**Set problem:** Update everything from the line containing "In[2]: # Find the green" down to the line containing "212,149 -> 362,271" by replacing "green bokeh" with "blurred green background", and leave the rest of those rows unchanged.

**Exercise data:**
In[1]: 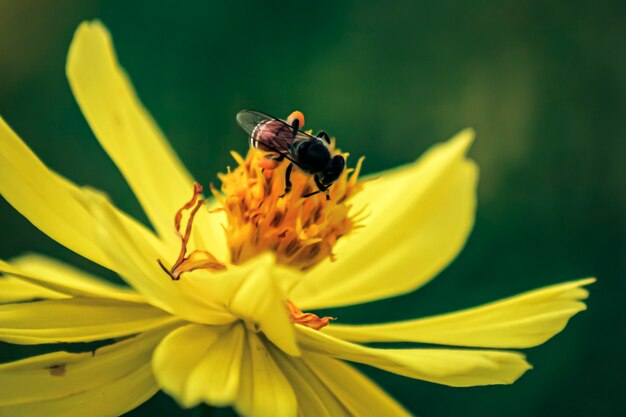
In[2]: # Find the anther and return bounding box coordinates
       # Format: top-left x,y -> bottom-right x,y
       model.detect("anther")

---

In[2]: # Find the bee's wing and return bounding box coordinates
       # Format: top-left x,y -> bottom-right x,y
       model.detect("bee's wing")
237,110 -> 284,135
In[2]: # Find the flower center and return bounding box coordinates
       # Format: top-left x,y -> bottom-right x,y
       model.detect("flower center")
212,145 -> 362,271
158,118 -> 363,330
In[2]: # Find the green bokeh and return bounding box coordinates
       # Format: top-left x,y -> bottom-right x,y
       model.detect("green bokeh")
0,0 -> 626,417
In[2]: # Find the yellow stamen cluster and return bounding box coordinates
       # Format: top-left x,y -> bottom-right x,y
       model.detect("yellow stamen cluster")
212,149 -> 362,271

**Response:**
In[2]: # Find the blurred green background and return bounding box coordinates
       # Format: top-left x,y -> bottom-right x,y
       model.detect("blurred green background")
0,0 -> 626,417
In[2]: # Find the yellow stamen cluster and return bounding box coordinates
       # Format: top-left x,y -> bottom-right x,y
       model.detect("yellow stamen cluster")
212,149 -> 362,271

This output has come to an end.